(Coordinate labeling data)
-- -- --

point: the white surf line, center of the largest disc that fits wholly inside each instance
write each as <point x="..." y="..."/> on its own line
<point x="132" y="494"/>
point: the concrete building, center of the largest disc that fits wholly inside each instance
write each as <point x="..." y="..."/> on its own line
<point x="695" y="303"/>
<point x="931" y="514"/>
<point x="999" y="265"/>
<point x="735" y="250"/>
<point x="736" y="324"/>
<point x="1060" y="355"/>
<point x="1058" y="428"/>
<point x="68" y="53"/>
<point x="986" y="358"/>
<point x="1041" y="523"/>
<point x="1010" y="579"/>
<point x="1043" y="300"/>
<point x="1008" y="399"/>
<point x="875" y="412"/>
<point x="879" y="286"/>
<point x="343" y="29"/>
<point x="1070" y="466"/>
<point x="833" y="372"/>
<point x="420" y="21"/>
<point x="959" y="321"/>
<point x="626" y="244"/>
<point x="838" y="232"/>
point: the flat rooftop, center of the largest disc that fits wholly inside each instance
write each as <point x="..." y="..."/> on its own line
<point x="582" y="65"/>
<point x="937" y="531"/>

-- -- --

▸ **WHAT TO WORK ON**
Exactly as written, give the line containing "point: the concrete" and all remaining lines of the records.

▸ **RESULT OF THIS EXERCISE**
point: the concrete building, center of the largest disc that fits wholly inside each instance
write each as <point x="..." y="..."/> on its own line
<point x="695" y="303"/>
<point x="931" y="514"/>
<point x="999" y="265"/>
<point x="735" y="250"/>
<point x="736" y="324"/>
<point x="1060" y="355"/>
<point x="1058" y="428"/>
<point x="68" y="53"/>
<point x="986" y="358"/>
<point x="1041" y="523"/>
<point x="1010" y="579"/>
<point x="1043" y="300"/>
<point x="1008" y="399"/>
<point x="875" y="412"/>
<point x="879" y="286"/>
<point x="343" y="29"/>
<point x="1070" y="466"/>
<point x="833" y="372"/>
<point x="420" y="21"/>
<point x="959" y="321"/>
<point x="626" y="244"/>
<point x="838" y="232"/>
point: the flat rooftop, center of the largest disc that fits wholly inside each instance
write each as <point x="..." y="..."/> on its own line
<point x="582" y="65"/>
<point x="937" y="531"/>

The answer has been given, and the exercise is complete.